Text segment START
He knows them because he works with them: nurses who kill to save their art pieces from going down in value; internists who kill significant others to prevent them confessing stuff to others; doctors who kill to protect their legacies--or make money.
Even Alan Rachins shows up as a bad guy!
The reason Sloan's kindliness is so excellent is that unlike many detectives on television, Sloan doesn't automatically, instinctively know that a particular person is a bad guy. Every now and again, he has less than fond feelings for potential bad guys, but most of the time, he is willing to give people a chance. He is as surprised as everyone when they go bad.
A lot of relationships on Diagnosis Murder have a vaguely sociopathic quality--that is, the boyfriend or girlfriend is so self-interested and conniving, they easily fool others with their charm. On the one hand, these characterizations may seem like a way to excuse Sloan's "blindness." However, there is another possibility, namely--
People are good until they aren't.
Text segment END
Provided information START
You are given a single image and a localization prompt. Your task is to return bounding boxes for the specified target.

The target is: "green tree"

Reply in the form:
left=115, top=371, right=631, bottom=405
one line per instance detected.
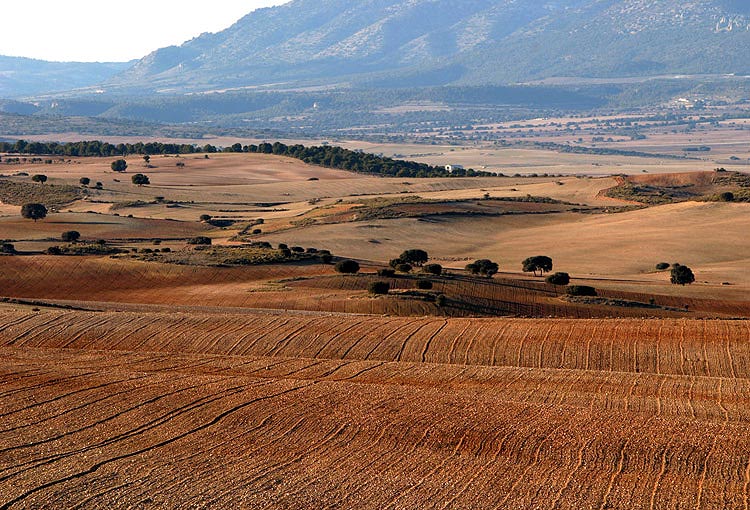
left=130, top=174, right=151, bottom=186
left=21, top=204, right=47, bottom=223
left=333, top=259, right=359, bottom=274
left=111, top=159, right=128, bottom=172
left=399, top=250, right=430, bottom=267
left=670, top=265, right=695, bottom=285
left=523, top=255, right=552, bottom=276
left=466, top=259, right=500, bottom=278
left=60, top=230, right=81, bottom=243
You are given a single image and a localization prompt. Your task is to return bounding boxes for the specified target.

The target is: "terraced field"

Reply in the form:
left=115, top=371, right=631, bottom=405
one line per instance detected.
left=0, top=312, right=750, bottom=509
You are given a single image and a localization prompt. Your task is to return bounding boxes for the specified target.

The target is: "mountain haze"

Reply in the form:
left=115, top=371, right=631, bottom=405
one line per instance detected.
left=108, top=0, right=750, bottom=92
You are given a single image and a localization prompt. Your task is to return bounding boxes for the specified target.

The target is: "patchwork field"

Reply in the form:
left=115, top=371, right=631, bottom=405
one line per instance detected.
left=0, top=146, right=750, bottom=510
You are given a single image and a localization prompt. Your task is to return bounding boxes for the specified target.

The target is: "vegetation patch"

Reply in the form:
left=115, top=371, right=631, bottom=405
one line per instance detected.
left=0, top=180, right=83, bottom=207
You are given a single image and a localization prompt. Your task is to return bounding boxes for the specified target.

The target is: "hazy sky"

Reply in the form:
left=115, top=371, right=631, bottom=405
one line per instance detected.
left=0, top=0, right=289, bottom=62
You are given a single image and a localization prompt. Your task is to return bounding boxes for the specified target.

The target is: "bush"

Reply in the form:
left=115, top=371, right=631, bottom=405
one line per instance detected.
left=334, top=260, right=359, bottom=274
left=568, top=285, right=597, bottom=297
left=188, top=236, right=211, bottom=245
left=367, top=282, right=391, bottom=294
left=60, top=230, right=81, bottom=243
left=110, top=159, right=128, bottom=172
left=545, top=273, right=570, bottom=285
left=422, top=264, right=443, bottom=276
left=417, top=280, right=432, bottom=290
left=670, top=266, right=695, bottom=285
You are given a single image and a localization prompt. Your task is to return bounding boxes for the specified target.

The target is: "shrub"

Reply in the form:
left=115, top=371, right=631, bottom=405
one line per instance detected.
left=367, top=282, right=391, bottom=294
left=670, top=266, right=695, bottom=285
left=334, top=260, right=359, bottom=274
left=545, top=273, right=570, bottom=285
left=60, top=230, right=81, bottom=243
left=21, top=204, right=47, bottom=222
left=568, top=285, right=597, bottom=296
left=422, top=264, right=443, bottom=276
left=188, top=236, right=211, bottom=245
left=523, top=255, right=552, bottom=276
left=110, top=159, right=128, bottom=172
left=417, top=280, right=432, bottom=290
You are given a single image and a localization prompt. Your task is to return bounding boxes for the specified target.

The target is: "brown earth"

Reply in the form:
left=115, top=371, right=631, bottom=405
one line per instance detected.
left=0, top=312, right=750, bottom=509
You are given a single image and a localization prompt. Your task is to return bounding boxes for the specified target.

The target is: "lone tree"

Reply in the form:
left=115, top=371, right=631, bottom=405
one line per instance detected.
left=60, top=230, right=81, bottom=243
left=545, top=273, right=570, bottom=286
left=399, top=250, right=430, bottom=267
left=670, top=265, right=695, bottom=285
left=523, top=255, right=552, bottom=276
left=333, top=260, right=359, bottom=274
left=21, top=204, right=47, bottom=222
left=112, top=159, right=128, bottom=172
left=130, top=174, right=151, bottom=186
left=466, top=259, right=500, bottom=278
left=422, top=264, right=443, bottom=276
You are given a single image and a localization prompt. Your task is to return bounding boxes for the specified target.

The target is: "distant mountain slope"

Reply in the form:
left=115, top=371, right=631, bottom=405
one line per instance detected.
left=109, top=0, right=750, bottom=91
left=0, top=56, right=132, bottom=98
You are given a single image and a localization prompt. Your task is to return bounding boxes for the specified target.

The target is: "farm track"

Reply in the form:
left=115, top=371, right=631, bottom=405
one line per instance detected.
left=0, top=311, right=750, bottom=509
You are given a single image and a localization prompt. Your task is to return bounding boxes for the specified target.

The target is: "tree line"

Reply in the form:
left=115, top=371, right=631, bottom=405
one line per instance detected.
left=0, top=140, right=495, bottom=177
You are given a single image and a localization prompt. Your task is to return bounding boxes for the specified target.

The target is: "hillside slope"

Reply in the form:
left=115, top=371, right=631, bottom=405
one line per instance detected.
left=110, top=0, right=750, bottom=91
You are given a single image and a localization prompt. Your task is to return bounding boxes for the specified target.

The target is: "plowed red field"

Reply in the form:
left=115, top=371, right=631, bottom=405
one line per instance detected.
left=0, top=312, right=750, bottom=509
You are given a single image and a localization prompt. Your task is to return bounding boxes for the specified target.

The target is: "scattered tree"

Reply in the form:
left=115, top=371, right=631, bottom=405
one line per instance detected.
left=568, top=285, right=597, bottom=297
left=188, top=236, right=211, bottom=245
left=399, top=250, right=429, bottom=267
left=670, top=265, right=695, bottom=285
left=367, top=282, right=391, bottom=295
left=60, top=230, right=81, bottom=243
left=111, top=159, right=128, bottom=172
left=466, top=259, right=500, bottom=278
left=523, top=255, right=552, bottom=276
left=334, top=259, right=359, bottom=274
left=422, top=264, right=443, bottom=276
left=417, top=280, right=432, bottom=290
left=545, top=273, right=570, bottom=286
left=21, top=204, right=47, bottom=222
left=130, top=174, right=151, bottom=186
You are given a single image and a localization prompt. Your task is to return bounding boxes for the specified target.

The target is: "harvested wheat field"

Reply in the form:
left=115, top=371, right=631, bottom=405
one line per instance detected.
left=0, top=312, right=750, bottom=509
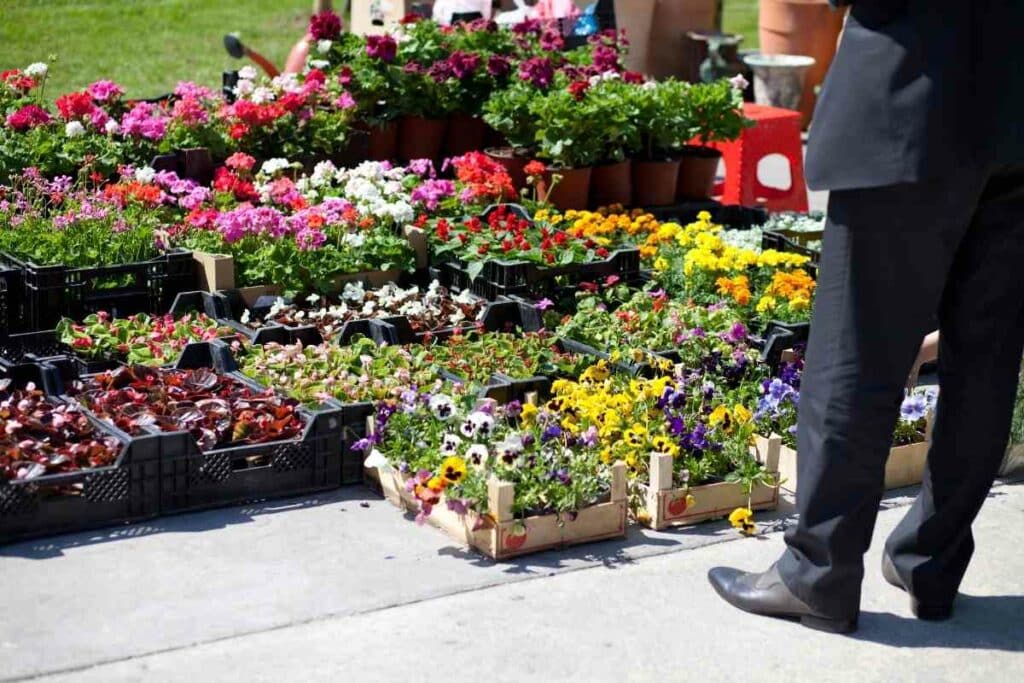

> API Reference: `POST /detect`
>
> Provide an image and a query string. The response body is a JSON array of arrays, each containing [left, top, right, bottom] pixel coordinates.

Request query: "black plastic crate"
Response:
[[368, 300, 544, 345], [2, 250, 196, 332], [126, 342, 350, 513], [0, 411, 161, 543]]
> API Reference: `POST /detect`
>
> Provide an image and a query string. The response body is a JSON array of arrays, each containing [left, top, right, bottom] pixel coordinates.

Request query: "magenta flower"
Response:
[[367, 36, 398, 63], [86, 81, 125, 102]]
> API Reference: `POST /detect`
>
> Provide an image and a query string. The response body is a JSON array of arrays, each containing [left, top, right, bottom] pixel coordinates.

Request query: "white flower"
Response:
[[469, 411, 495, 436], [25, 61, 50, 78], [466, 443, 490, 467], [429, 393, 455, 420], [135, 166, 157, 182], [441, 434, 462, 456], [729, 74, 750, 90], [259, 159, 292, 175], [250, 85, 276, 104]]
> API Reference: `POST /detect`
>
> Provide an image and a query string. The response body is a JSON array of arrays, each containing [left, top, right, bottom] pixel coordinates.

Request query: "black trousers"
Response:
[[778, 164, 1024, 617]]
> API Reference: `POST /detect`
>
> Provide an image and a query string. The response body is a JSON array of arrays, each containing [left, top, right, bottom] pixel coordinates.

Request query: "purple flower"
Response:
[[367, 35, 398, 63], [519, 57, 555, 88], [487, 54, 512, 78]]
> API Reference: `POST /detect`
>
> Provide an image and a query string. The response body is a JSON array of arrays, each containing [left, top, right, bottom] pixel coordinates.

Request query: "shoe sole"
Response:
[[712, 583, 857, 634]]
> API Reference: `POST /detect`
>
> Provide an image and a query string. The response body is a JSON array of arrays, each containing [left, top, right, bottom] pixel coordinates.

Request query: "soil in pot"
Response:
[[538, 167, 593, 211], [484, 147, 529, 191], [444, 114, 487, 158], [676, 145, 722, 200], [367, 121, 398, 161], [633, 159, 679, 207], [590, 159, 633, 208], [398, 117, 447, 163]]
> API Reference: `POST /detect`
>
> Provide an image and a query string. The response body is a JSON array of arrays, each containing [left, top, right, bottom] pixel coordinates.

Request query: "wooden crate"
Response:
[[368, 462, 627, 560], [779, 432, 931, 494], [638, 435, 782, 529]]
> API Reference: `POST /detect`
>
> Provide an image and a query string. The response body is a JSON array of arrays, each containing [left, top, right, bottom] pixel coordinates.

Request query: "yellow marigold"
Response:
[[757, 296, 778, 313]]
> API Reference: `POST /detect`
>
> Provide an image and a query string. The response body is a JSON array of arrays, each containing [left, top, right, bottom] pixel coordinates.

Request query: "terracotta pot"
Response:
[[759, 0, 844, 127], [676, 145, 722, 200], [398, 117, 447, 163], [590, 159, 633, 208], [537, 167, 593, 211], [444, 114, 487, 158], [483, 147, 529, 191], [367, 121, 398, 161], [633, 159, 679, 207]]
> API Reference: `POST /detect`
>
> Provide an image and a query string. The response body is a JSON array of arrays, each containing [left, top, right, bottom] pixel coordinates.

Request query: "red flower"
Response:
[[569, 81, 590, 101], [309, 9, 341, 40], [56, 92, 95, 121]]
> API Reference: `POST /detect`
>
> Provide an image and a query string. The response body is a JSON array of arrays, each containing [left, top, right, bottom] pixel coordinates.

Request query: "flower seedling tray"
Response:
[[436, 249, 640, 300], [368, 462, 627, 560], [0, 399, 161, 544], [0, 250, 196, 332], [145, 343, 342, 513], [639, 435, 782, 529]]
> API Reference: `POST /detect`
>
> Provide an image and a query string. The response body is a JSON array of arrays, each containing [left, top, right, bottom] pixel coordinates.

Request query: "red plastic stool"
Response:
[[711, 102, 807, 211]]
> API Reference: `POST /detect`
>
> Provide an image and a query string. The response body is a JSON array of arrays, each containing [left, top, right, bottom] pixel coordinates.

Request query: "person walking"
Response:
[[709, 0, 1024, 633]]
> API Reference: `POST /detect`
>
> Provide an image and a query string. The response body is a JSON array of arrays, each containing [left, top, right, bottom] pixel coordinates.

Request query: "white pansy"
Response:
[[135, 166, 157, 182]]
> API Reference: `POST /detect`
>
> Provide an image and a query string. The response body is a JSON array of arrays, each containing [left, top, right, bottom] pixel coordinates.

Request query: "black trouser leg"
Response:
[[778, 169, 985, 617], [886, 166, 1024, 604]]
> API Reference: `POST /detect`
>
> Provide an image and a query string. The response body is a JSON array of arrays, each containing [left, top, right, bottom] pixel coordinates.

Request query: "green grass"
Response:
[[0, 0, 758, 97], [722, 0, 760, 50], [0, 0, 312, 97]]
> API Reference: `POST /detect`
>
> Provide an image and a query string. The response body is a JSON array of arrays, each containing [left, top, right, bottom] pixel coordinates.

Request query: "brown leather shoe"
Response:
[[708, 565, 857, 633], [882, 553, 953, 622]]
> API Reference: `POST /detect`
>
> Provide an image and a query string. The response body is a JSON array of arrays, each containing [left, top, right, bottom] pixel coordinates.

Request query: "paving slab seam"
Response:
[[6, 477, 1024, 683]]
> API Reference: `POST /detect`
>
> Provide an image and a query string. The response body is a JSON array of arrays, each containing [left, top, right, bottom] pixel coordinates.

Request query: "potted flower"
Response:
[[529, 76, 604, 210], [633, 79, 692, 206], [357, 392, 626, 559], [676, 76, 752, 200], [578, 72, 640, 207]]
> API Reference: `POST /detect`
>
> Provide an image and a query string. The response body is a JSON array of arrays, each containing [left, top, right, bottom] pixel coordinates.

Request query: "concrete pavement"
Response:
[[0, 475, 1024, 682]]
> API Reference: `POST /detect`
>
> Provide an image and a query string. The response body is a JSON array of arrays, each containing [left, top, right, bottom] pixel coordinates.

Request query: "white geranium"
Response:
[[259, 159, 292, 176]]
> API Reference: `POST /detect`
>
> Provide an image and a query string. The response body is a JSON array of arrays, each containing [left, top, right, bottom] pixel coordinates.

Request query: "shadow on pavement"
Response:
[[851, 594, 1024, 652], [0, 486, 369, 559]]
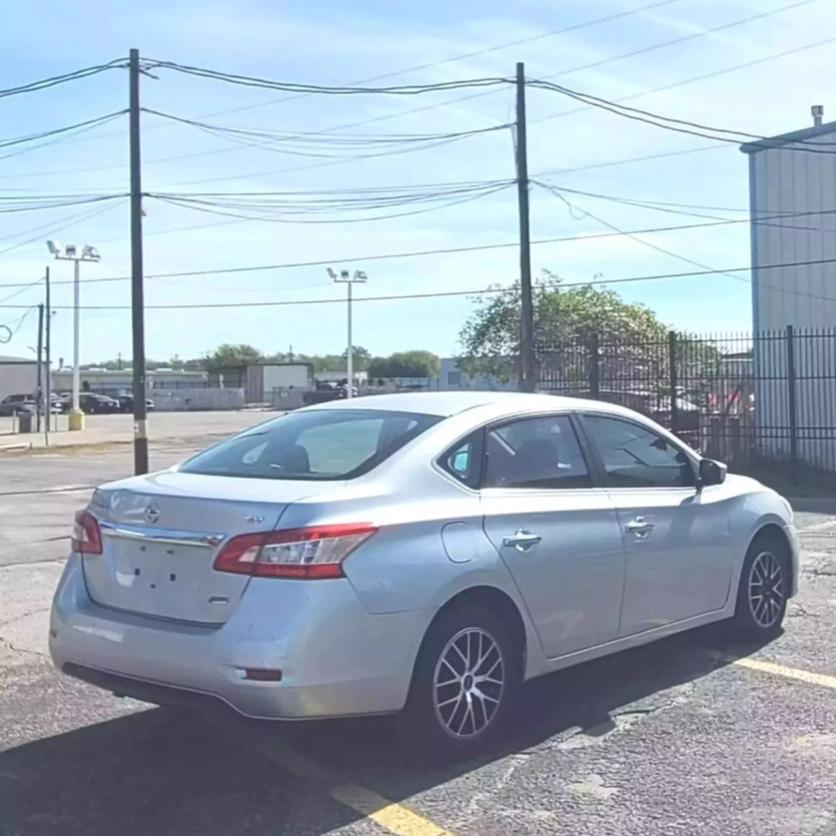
Provided information END
▸ Problems and tasks
**A)** In the commentary on Diagnosis Murder, which actor does it say shows up as a bad guy?
**B)** Carry on writing the commentary on Diagnosis Murder from its final line.

▸ Answers for the exercise
**A)** Alan Rachins.

**B)**
Mark Sloan, played by the excellent Dick Van Dyke, treats nurses and internists and doctors as decent human beings because they should be; they can be. If they then do evil things and make evil choices, that is on them, not on the genial doctor who gave them a chance.
It is a remarkably advanced moral perspective that is quite consistent throughout the show. Fate does not make criminals, even criminals who have suffered. Even criminals who were pushed too far.
"I didn't have a choice," one murderer tells Sloan.
Sloan treats everyone with respect because until they kill, they are in fact deserving of respect. They aren't inherently bad due to a future action (or a label or their group identity). Badness is contingent on behavior.